- _Do this_
Write out all of the rows again, swapping each occurrence of "stone column" for "marble pillar" and leaving every other part unchanged.

Start of Data for this task

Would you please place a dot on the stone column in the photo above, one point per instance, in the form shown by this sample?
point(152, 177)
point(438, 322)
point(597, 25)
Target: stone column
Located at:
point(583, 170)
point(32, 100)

End of Data for this task

- _Worked solution_
Would you please place a dot on the marble pillar in the photo above, one point per instance, in the form shown by this sample?
point(152, 177)
point(438, 322)
point(597, 25)
Target: marble pillar
Located at:
point(583, 170)
point(32, 100)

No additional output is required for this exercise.